In the data below, find the line containing "with sunglasses in this photo."; transcribe it and each line after it exactly, through the last, skipping pictures.

━━━ Input ━━━

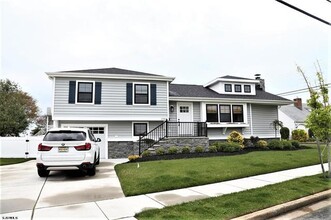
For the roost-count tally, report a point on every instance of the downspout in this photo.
(251, 116)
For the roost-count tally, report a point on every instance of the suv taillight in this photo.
(44, 148)
(86, 146)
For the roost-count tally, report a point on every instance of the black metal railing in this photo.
(172, 129)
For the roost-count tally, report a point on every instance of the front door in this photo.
(185, 119)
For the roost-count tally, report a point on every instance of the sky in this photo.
(194, 41)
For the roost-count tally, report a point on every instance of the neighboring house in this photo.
(120, 105)
(294, 116)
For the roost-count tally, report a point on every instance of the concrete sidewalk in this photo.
(126, 208)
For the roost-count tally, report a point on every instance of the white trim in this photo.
(230, 100)
(53, 96)
(133, 93)
(138, 122)
(109, 76)
(168, 104)
(76, 92)
(111, 118)
(251, 116)
(94, 125)
(190, 104)
(219, 79)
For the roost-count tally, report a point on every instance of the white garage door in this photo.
(98, 132)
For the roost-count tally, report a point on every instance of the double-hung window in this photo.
(237, 88)
(237, 113)
(139, 129)
(225, 113)
(247, 88)
(212, 113)
(85, 92)
(141, 94)
(228, 87)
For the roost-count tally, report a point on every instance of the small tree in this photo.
(276, 124)
(284, 133)
(319, 119)
(17, 109)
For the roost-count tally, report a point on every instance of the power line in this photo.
(304, 12)
(298, 91)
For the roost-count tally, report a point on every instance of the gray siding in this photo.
(173, 115)
(263, 115)
(113, 102)
(196, 112)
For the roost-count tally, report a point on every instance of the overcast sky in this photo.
(194, 41)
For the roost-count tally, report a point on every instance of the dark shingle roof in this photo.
(182, 90)
(111, 71)
(234, 77)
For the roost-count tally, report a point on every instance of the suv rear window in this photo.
(65, 136)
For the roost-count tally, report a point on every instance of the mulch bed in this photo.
(204, 154)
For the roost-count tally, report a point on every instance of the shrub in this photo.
(295, 144)
(235, 137)
(173, 150)
(299, 135)
(232, 147)
(254, 140)
(133, 157)
(219, 145)
(199, 149)
(285, 133)
(275, 145)
(146, 153)
(160, 151)
(262, 144)
(310, 134)
(186, 150)
(287, 145)
(212, 149)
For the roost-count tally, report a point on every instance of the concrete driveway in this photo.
(21, 186)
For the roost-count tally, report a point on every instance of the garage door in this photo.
(98, 132)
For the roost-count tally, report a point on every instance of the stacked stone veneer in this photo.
(181, 142)
(122, 149)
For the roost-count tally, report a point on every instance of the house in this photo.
(120, 105)
(294, 116)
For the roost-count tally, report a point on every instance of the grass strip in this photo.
(157, 176)
(9, 161)
(241, 203)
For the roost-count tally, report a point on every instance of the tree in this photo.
(319, 119)
(276, 124)
(17, 109)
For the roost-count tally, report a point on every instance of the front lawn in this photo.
(241, 203)
(8, 161)
(156, 176)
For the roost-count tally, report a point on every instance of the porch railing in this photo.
(171, 129)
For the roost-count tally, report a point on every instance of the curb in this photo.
(286, 207)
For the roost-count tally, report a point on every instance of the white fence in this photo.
(19, 147)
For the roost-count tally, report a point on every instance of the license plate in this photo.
(63, 149)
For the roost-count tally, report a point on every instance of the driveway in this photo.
(21, 186)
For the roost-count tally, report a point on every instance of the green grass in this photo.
(156, 176)
(241, 203)
(8, 161)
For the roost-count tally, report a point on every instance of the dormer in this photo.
(232, 85)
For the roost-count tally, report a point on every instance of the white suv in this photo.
(68, 149)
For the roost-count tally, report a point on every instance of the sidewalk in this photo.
(126, 208)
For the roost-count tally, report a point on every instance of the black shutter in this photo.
(97, 99)
(72, 92)
(129, 93)
(153, 94)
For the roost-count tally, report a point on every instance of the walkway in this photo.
(127, 207)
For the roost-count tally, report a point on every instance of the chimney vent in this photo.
(298, 103)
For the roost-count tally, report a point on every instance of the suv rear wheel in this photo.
(43, 173)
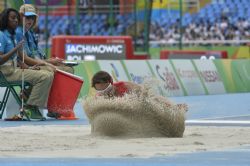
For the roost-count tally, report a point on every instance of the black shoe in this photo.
(53, 115)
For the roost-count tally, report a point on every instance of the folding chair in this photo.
(10, 88)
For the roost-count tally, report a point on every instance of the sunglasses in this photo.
(30, 17)
(106, 90)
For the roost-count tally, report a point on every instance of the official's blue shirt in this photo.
(31, 44)
(7, 42)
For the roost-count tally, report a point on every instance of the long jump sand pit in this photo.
(76, 141)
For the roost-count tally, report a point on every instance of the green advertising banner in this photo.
(230, 76)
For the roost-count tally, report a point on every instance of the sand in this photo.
(75, 141)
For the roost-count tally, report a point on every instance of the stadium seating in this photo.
(99, 23)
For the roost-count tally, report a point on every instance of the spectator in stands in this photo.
(32, 49)
(10, 51)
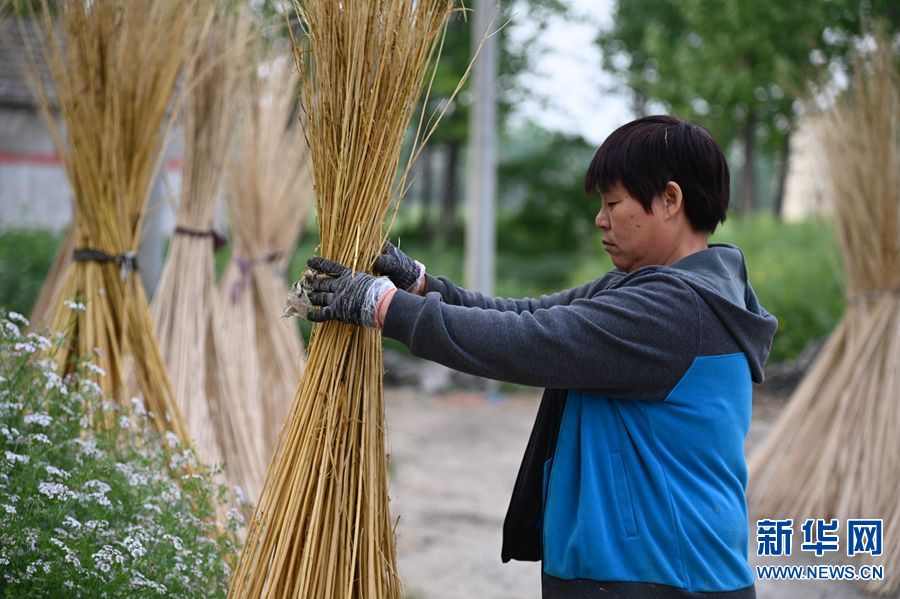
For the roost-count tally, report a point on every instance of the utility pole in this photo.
(482, 180)
(481, 228)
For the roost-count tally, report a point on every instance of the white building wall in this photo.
(34, 190)
(807, 191)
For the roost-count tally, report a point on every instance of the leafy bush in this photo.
(26, 256)
(98, 511)
(797, 273)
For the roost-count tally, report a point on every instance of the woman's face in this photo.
(631, 236)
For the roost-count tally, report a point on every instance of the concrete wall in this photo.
(34, 190)
(807, 189)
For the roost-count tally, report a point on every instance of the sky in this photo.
(573, 93)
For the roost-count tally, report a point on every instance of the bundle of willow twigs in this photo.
(114, 74)
(322, 527)
(184, 305)
(269, 194)
(833, 452)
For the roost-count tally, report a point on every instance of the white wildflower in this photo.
(31, 536)
(38, 418)
(91, 388)
(77, 306)
(138, 580)
(176, 542)
(151, 507)
(235, 517)
(97, 490)
(97, 486)
(39, 341)
(39, 564)
(96, 525)
(87, 447)
(55, 490)
(134, 546)
(171, 494)
(106, 557)
(18, 318)
(71, 557)
(54, 381)
(11, 329)
(135, 479)
(96, 369)
(12, 458)
(54, 471)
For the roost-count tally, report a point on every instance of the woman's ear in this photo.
(673, 200)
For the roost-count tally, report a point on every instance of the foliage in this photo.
(544, 205)
(795, 268)
(797, 273)
(97, 511)
(26, 256)
(736, 67)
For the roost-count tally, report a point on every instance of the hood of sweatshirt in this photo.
(719, 276)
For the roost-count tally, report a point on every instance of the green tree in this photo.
(451, 137)
(737, 67)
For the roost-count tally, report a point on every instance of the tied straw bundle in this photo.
(114, 77)
(322, 527)
(269, 193)
(833, 452)
(184, 306)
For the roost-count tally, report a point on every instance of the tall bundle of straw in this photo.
(323, 527)
(269, 194)
(833, 452)
(183, 308)
(114, 78)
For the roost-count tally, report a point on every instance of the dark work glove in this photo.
(342, 295)
(402, 270)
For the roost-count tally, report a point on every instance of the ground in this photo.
(454, 459)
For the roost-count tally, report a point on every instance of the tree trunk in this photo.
(782, 174)
(748, 186)
(447, 223)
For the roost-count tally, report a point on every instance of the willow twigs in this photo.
(114, 72)
(833, 452)
(48, 298)
(323, 527)
(269, 194)
(185, 304)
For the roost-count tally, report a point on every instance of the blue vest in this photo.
(654, 491)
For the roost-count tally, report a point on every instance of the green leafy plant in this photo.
(93, 502)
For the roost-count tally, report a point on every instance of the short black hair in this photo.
(645, 154)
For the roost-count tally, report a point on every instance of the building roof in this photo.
(15, 64)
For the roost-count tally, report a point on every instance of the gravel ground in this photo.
(454, 459)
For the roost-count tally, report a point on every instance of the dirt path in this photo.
(454, 461)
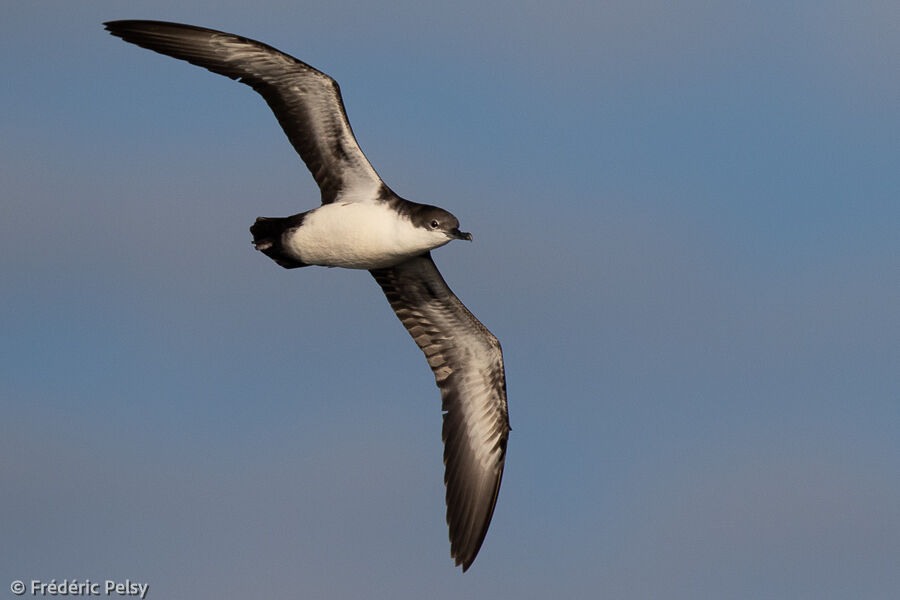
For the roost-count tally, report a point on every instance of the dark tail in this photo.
(268, 237)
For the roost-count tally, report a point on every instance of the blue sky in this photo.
(686, 237)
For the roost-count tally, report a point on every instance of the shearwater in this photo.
(362, 224)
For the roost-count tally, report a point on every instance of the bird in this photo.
(362, 224)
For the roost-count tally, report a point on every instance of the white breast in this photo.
(360, 236)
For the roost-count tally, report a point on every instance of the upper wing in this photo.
(306, 102)
(468, 367)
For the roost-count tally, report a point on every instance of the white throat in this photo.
(360, 235)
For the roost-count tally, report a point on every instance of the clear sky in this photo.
(687, 238)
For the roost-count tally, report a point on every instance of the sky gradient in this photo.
(686, 238)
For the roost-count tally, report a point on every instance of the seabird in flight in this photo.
(362, 224)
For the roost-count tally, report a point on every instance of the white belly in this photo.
(359, 236)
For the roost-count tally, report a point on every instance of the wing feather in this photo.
(306, 102)
(468, 367)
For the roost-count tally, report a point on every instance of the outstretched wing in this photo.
(468, 368)
(306, 102)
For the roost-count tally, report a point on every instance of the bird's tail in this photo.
(268, 237)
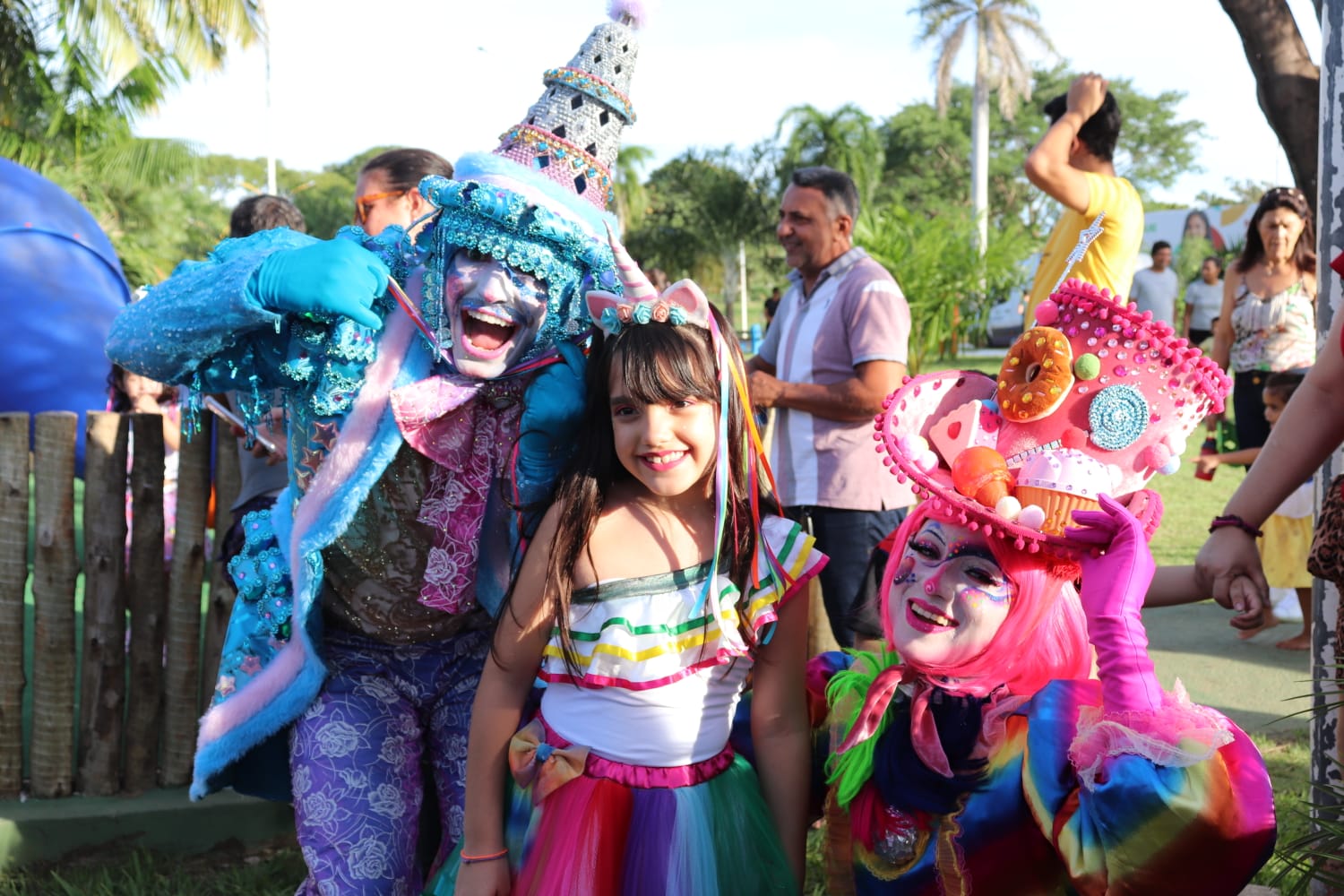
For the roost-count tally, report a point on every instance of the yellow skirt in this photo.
(1284, 551)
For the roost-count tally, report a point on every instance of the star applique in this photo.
(324, 435)
(311, 460)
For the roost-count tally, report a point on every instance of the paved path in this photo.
(1253, 681)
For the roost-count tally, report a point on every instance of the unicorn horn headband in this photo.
(683, 303)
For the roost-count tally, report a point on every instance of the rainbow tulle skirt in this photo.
(628, 831)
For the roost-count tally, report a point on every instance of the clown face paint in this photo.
(494, 312)
(948, 595)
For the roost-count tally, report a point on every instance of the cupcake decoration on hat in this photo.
(1093, 400)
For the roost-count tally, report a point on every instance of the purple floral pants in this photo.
(355, 759)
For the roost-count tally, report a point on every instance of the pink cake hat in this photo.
(1096, 398)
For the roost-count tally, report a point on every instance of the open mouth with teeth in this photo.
(924, 616)
(487, 335)
(1021, 457)
(663, 461)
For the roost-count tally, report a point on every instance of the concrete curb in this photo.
(47, 831)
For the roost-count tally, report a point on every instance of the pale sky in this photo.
(452, 77)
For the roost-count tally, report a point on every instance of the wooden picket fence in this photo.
(134, 726)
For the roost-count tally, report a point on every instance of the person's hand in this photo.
(145, 403)
(1086, 94)
(1113, 589)
(765, 390)
(1247, 602)
(1228, 555)
(484, 879)
(333, 277)
(1115, 582)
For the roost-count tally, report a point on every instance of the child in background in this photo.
(134, 394)
(1288, 532)
(655, 584)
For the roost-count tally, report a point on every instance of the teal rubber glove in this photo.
(1112, 594)
(553, 411)
(333, 277)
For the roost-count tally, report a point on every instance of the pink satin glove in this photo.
(1113, 589)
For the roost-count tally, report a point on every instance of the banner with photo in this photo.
(1222, 226)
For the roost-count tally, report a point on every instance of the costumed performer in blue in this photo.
(978, 754)
(418, 430)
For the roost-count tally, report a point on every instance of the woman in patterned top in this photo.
(1268, 323)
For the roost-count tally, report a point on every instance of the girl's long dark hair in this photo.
(660, 363)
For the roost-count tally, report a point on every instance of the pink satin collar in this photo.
(924, 729)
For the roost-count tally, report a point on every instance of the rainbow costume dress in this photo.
(626, 782)
(1061, 798)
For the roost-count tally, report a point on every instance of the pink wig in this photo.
(1045, 635)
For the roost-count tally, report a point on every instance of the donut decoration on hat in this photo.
(1037, 375)
(1113, 394)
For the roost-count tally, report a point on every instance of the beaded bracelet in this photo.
(1236, 521)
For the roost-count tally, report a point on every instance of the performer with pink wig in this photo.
(976, 754)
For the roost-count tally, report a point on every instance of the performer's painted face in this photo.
(495, 314)
(948, 595)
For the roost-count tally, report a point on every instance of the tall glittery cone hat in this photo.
(538, 202)
(572, 134)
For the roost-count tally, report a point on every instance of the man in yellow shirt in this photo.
(1073, 164)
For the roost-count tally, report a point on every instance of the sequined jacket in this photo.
(201, 330)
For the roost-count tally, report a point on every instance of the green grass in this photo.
(1190, 504)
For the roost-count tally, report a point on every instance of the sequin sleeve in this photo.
(199, 322)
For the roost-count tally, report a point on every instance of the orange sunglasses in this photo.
(363, 204)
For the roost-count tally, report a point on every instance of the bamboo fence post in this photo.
(13, 576)
(182, 684)
(102, 694)
(220, 605)
(147, 599)
(54, 570)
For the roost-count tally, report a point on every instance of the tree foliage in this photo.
(946, 284)
(846, 139)
(1003, 26)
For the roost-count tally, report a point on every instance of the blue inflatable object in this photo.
(61, 285)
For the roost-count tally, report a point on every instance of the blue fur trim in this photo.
(473, 166)
(214, 759)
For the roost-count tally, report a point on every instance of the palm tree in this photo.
(999, 66)
(631, 196)
(846, 140)
(67, 61)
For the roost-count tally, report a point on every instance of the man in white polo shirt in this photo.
(836, 349)
(1155, 288)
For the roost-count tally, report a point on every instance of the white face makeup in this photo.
(948, 595)
(494, 311)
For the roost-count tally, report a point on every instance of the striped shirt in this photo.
(854, 314)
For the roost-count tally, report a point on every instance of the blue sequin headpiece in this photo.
(526, 236)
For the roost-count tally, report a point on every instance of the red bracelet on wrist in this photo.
(1236, 521)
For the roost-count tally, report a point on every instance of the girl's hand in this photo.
(1226, 555)
(484, 879)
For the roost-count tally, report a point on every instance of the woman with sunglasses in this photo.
(386, 191)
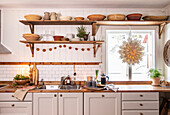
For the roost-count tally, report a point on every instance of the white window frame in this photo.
(157, 46)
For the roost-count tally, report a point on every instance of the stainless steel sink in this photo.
(60, 87)
(70, 87)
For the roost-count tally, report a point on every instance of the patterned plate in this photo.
(166, 53)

━━━

# Written response:
For the roost-count tally, report a point on every instance of the woman with sunglasses in this photo.
(386, 191)
For the roost-count tally, report a point on every instance of the white window frame in this photo.
(157, 46)
For the roost-count tally, report a point on every instance of the stainless steel sink in this photo.
(60, 87)
(70, 87)
For the roost-count tally, report a point on every instance of the patterned plate in this photo.
(166, 53)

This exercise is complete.